-- Required work --
Consider the listing below. Extract exactly the lines from the line containing "on each antenna." to the line containing "on each buoy.", both included.

-- Data --
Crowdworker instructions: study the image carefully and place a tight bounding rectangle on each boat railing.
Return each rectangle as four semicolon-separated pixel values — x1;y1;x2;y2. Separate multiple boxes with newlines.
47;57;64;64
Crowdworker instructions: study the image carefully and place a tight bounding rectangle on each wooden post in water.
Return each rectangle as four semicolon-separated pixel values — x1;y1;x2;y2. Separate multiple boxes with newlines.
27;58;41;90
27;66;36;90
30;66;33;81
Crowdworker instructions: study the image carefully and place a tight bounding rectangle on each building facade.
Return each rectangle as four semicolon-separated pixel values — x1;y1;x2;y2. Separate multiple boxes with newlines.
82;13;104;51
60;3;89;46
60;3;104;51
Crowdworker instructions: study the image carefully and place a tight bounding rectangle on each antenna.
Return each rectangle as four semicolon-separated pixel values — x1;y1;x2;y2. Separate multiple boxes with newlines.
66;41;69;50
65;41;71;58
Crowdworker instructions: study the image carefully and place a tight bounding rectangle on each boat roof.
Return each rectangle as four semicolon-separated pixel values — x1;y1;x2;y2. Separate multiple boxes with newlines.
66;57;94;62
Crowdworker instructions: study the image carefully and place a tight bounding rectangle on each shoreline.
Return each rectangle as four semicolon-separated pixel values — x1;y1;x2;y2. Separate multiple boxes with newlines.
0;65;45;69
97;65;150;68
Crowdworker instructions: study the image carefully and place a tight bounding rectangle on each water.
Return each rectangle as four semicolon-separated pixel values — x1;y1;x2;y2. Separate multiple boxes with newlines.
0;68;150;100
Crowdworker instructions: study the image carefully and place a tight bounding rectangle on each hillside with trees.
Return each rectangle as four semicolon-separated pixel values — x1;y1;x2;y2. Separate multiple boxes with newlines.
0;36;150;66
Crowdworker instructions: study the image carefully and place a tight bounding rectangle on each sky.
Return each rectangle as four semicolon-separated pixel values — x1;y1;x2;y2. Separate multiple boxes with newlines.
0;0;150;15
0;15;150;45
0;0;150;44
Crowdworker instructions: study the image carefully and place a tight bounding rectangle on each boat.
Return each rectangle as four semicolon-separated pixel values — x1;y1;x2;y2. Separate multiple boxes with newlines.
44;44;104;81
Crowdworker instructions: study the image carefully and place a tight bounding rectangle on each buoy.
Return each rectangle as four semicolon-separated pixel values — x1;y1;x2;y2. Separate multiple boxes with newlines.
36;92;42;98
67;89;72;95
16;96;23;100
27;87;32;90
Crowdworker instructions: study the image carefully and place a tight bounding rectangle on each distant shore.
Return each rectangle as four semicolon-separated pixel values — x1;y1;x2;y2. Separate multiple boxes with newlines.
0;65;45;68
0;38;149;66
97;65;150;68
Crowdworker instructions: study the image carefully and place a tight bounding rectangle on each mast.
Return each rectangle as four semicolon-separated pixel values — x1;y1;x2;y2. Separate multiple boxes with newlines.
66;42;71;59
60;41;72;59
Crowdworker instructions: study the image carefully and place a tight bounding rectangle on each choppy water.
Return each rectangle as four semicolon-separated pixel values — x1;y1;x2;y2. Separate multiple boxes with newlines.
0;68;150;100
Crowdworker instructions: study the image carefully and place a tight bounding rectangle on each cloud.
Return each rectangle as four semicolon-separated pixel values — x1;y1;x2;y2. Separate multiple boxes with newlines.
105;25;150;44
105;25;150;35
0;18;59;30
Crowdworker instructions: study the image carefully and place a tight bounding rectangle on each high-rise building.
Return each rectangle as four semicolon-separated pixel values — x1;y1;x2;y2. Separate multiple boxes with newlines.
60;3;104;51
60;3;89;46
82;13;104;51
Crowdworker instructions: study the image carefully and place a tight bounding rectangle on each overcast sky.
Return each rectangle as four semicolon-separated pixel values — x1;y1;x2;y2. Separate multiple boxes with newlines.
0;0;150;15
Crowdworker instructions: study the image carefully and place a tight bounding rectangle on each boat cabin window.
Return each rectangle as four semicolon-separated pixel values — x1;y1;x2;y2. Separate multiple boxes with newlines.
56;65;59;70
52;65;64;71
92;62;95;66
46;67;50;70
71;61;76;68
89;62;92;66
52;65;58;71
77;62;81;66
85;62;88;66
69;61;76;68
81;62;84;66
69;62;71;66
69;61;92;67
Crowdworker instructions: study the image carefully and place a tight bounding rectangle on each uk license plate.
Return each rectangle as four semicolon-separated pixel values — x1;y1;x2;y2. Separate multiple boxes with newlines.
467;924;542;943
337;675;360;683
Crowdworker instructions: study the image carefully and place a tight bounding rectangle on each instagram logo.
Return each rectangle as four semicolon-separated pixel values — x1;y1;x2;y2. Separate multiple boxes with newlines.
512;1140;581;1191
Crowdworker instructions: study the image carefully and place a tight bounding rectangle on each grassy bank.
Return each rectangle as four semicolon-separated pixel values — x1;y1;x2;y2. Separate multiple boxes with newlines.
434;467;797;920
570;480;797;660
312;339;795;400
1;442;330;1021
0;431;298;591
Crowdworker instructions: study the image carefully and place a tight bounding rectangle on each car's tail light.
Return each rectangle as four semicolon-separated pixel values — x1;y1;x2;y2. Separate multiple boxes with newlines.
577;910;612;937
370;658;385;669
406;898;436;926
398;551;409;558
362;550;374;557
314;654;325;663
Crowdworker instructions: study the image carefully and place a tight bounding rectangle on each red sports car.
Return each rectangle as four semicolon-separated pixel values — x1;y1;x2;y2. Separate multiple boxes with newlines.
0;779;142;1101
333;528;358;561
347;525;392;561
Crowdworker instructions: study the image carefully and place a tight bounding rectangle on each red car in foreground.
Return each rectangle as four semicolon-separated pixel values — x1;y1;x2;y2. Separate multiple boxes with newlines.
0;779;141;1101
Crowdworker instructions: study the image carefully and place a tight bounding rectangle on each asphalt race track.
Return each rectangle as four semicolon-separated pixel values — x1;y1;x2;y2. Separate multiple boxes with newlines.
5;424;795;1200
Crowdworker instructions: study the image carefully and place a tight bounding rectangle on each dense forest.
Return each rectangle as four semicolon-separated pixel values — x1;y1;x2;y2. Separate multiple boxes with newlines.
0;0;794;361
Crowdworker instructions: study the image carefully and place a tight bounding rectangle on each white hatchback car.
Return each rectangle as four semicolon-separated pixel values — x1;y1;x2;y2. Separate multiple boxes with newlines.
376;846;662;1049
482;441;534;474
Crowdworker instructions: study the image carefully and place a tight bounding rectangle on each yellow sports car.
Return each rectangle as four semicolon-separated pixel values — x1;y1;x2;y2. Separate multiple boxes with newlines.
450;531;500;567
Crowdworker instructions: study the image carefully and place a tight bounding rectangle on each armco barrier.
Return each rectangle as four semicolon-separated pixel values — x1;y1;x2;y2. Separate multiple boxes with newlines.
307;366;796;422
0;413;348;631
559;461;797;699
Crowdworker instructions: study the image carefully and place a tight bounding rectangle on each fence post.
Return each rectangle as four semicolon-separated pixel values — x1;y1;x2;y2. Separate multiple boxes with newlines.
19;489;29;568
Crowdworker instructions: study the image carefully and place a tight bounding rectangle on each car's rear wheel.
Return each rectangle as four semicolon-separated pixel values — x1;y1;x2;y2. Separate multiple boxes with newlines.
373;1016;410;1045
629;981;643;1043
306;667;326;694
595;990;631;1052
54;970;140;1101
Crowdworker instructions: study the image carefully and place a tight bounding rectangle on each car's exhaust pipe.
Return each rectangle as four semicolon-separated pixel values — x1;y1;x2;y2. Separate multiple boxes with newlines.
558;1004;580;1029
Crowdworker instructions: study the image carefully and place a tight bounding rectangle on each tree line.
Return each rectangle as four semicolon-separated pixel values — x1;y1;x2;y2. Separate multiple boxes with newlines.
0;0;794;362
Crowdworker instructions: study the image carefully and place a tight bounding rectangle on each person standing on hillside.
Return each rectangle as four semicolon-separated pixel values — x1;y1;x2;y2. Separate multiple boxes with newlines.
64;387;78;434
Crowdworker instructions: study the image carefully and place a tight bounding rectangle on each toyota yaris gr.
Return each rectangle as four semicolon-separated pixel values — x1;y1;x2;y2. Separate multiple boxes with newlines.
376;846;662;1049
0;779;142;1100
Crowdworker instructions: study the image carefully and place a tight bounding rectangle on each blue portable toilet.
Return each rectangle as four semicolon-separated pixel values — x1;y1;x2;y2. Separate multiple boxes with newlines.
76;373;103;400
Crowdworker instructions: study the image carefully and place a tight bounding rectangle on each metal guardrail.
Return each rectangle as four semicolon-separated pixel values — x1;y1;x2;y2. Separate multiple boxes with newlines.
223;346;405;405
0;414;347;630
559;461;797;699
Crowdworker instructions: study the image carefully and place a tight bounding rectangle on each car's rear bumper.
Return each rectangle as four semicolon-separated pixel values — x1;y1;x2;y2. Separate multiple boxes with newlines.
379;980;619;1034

-- Answer section --
Crowdworker instructions: study the image carefully and place a tight bounding rectangle on each antenna.
Return each rectangle as four semicolon-separated pixel values — x1;y1;x2;y2. Separate multiple boxes with newlines.
66;41;69;50
65;41;71;58
Crowdworker instructions: study the image carefully and place a tight bounding rectangle on each boat roof.
Return each rectangle as four semicolon-separated pixel values — x1;y1;x2;y2. Separate multiple boxes with newlines.
66;57;94;62
Crowdworker instructions: study the image carefully and place a tight bounding rectangle on each shoreline.
Return each rectangle as four semicolon-separated pixel values — x1;y1;x2;y2. Separate multiple boxes with newlines.
0;65;45;69
97;65;150;68
Crowdworker instructions: study the image carefully and place a tight bounding rectangle on each water.
Return each rectangle as four semicolon-separated pixel values — x1;y1;x2;y2. Separate multiple boxes with newlines.
0;68;150;100
Crowdworker instructions: study the image carefully and place a tight bounding rectangle on each hillside with trees.
Return each rectangle as four semicolon-separated pixel values — x1;y1;x2;y2. Separate multiple boxes with newlines.
0;36;150;66
Crowdworker instructions: study the image carefully and place a tight bounding rectangle on each sky.
Return each rectangle as four semicolon-separated pixel values — x1;y1;x2;y2. Separate multiple boxes with newlines.
0;0;150;15
0;15;150;45
0;0;150;44
Crowdworker instructions: study the image carefully and place a tight bounding rectangle on each boat.
Return each rectangle as four semicolon-separated pixel values — x1;y1;x2;y2. Separate multiple boxes with newlines.
44;44;104;81
Crowdworker instructions: study the image carefully and place a tight bounding rectangle on each buoy.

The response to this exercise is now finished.